### TEXT EXTRACT:
## START
Combinatorial Benders decomposition is a mathematical programming technique consisting into dividing a problem into a master problem and a sub problem. The master problem is solved to optimality (or alternatively for a MIP, every time a potential new best solution is identified while branching) and then the associated subproblem is solved. If the subproblem is feasible then the solution of the master problem is a (optimal) solution to the original problem. Otherwise a new constraint is added to the master problem to cut the current solution.
An example of this could be the following (even though I would guess that the results would be quite deceiving): If our original problem is the Capacitated Vehicle Routing Problem, a way to solve it using Benders decomposition would be to use the VRP as a master problem and in the subproblem to check that each vehicle respects its capacity constraints. If the capacity constraints are not respected we add a constraint stating that at least one arc used in the current (master problem) solution cannot be used.
## END
### EXCERPTED RECORDS:
## START
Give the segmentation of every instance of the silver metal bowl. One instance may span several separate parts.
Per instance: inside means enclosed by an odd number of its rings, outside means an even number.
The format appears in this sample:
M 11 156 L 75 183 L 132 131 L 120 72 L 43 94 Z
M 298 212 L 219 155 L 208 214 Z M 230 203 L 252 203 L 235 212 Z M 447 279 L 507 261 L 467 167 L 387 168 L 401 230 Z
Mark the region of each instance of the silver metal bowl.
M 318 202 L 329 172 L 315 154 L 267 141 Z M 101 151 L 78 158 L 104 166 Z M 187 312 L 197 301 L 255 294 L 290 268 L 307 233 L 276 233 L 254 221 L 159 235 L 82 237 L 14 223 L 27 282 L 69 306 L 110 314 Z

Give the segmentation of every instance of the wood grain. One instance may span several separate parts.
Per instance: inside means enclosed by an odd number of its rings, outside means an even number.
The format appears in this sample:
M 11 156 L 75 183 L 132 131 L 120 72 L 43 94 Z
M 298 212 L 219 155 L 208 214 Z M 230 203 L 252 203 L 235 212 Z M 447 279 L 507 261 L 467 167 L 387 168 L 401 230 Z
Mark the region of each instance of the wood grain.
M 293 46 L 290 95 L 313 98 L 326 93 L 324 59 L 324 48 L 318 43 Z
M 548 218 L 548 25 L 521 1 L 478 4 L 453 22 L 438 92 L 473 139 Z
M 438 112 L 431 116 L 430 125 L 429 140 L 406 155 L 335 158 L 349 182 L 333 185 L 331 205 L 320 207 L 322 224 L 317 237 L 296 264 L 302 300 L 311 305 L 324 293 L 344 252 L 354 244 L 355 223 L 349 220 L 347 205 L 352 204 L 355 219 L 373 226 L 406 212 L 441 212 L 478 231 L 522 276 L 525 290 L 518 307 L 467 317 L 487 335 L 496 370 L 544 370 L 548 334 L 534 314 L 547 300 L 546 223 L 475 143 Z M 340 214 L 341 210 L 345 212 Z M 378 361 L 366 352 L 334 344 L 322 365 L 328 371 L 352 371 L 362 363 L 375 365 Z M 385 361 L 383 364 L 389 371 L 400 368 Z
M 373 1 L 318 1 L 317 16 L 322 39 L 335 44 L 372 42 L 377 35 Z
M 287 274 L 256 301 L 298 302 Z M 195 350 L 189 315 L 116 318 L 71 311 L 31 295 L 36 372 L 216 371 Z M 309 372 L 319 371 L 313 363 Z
## END
### TASK REQUIREMENTS:
Copy out the passage on combinatorial Benders decomposition from above, word for word and in full.

### FULL OUTPUT:
Combinatorial Benders decomposition is a mathematical programming technique consisting into dividing a problem into a master problem and a sub problem. The master problem is solved to optimality (or alternatively for a MIP, every time a potential new best solution is identified while branching) and then the associated subproblem is solved. If the subproblem is feasible then the solution of the master problem is a (optimal) solution to the original problem. Otherwise a new constraint is added to the master problem to cut the current solution.
An example of this could be the following (even though I would guess that the results would be quite deceiving): If our original problem is the Capacitated Vehicle Routing Problem, a way to solve it using Benders decomposition would be to use the VRP as a master problem and in the subproblem to check that each vehicle respects its capacity constraints. If the capacity constraints are not respected we add a constraint stating that at least one arc used in the current (master problem) solution cannot be used.